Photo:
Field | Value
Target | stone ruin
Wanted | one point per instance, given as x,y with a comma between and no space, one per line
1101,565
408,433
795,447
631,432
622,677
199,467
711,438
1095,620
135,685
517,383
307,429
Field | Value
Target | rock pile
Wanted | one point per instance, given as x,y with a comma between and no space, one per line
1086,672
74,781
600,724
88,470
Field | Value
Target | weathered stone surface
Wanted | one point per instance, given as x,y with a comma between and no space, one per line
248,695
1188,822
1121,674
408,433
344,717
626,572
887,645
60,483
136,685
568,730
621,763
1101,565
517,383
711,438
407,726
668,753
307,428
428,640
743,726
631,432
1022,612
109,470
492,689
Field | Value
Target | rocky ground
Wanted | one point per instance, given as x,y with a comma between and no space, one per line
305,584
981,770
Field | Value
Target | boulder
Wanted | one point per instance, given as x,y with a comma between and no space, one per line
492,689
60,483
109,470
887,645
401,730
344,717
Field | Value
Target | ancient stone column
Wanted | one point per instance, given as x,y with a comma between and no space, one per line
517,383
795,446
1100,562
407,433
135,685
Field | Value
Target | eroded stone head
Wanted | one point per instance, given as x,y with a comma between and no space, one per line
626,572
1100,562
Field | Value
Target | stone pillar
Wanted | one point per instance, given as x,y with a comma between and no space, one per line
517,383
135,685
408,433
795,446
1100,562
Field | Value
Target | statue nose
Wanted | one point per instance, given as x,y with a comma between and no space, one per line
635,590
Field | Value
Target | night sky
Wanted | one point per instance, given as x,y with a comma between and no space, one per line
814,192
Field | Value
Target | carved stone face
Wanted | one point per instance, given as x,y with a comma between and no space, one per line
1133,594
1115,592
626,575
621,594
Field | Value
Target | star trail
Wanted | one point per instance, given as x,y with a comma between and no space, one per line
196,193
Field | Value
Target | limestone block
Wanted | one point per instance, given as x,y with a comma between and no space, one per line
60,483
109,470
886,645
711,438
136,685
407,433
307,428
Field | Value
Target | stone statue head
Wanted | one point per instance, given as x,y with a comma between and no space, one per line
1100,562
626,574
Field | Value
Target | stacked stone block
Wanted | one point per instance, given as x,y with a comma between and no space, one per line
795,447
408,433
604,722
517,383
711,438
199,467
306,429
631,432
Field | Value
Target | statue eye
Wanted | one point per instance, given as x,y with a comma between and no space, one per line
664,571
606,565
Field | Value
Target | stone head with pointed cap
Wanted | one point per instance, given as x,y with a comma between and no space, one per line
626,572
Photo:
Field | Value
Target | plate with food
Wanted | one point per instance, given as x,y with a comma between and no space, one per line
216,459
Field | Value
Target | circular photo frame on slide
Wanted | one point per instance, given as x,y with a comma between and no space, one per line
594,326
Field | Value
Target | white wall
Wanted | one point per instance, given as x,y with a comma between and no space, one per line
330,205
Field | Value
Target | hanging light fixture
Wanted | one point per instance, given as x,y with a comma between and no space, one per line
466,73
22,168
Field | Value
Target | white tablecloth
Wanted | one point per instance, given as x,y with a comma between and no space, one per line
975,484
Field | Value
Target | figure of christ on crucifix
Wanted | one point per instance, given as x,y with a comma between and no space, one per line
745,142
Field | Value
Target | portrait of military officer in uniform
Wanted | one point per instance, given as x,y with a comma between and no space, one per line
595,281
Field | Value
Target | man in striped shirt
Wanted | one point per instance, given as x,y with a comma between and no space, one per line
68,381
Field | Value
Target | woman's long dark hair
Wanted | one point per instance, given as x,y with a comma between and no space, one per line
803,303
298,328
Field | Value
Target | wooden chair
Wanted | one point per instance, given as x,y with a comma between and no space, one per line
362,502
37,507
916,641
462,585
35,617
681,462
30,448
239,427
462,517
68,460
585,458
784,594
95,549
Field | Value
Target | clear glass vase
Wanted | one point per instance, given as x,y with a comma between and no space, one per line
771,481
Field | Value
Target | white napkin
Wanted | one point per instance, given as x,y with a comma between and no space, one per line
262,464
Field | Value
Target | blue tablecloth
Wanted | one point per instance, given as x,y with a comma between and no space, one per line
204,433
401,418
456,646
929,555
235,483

◆ DIRECTIONS FOR THIS TASK
Within the records above, count each line holding "statue". Write down only the number.

◆ RESULT OF THE EXERCISE
3